## Given request:
Rewrite the items from the beginning through the line containing "M160 88L164 89L165", changing every "red stripe" to "white stripe" and leaving everything else the same.

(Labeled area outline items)
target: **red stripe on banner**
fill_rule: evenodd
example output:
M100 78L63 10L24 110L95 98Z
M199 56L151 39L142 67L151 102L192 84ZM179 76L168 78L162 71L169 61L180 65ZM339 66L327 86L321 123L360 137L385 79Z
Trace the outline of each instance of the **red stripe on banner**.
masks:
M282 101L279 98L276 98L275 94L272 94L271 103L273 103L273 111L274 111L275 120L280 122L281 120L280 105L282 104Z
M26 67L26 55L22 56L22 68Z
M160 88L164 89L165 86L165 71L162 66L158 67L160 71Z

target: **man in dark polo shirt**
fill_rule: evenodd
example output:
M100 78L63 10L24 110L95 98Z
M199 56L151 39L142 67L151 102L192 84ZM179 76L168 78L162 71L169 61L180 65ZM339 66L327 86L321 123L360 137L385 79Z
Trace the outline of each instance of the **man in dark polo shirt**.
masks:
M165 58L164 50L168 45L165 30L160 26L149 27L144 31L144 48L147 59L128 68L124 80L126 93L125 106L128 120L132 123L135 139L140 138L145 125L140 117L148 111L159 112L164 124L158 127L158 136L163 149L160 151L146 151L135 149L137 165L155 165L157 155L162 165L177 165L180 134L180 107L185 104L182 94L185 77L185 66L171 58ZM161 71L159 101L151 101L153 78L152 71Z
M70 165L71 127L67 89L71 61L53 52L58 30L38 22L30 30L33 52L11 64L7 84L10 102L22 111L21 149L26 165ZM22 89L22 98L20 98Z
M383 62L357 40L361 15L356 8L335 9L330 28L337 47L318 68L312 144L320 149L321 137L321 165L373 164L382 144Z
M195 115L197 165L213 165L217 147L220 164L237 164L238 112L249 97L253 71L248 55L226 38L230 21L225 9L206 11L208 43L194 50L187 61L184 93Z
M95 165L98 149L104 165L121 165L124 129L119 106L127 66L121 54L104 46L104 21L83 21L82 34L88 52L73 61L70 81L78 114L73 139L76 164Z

## Answer:
target: **white stripe on banner**
fill_rule: evenodd
example output:
M100 78L63 10L24 110L95 98Z
M199 56L151 39L142 67L151 102L192 84ZM179 76L168 78L162 71L169 61L180 65ZM339 66L327 86L321 123L360 137L385 79Z
Trace the outline of each instance of the **white stripe on banner**.
masks:
M282 101L279 98L276 98L275 94L272 94L271 103L273 103L273 111L274 111L275 120L280 122L281 120L280 105L282 104Z
M26 67L26 55L22 56L22 68Z
M160 88L164 89L165 86L165 71L162 66L158 67L160 71Z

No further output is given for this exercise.